Data listing:
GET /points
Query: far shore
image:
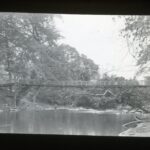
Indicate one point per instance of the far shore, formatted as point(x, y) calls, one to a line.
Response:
point(41, 107)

» Given instruction
Turn every line of the records above into a JSON list of strings, one string per line, skipping any blank lines. Leave the pictures out of the answer.

» The answer
[
  "GET /points",
  "Query: far shore",
  "image:",
  "Indicate one point per instance of the far shore, formatted as point(x, y) calls, one to a line.",
  "Response:",
  "point(41, 107)"
]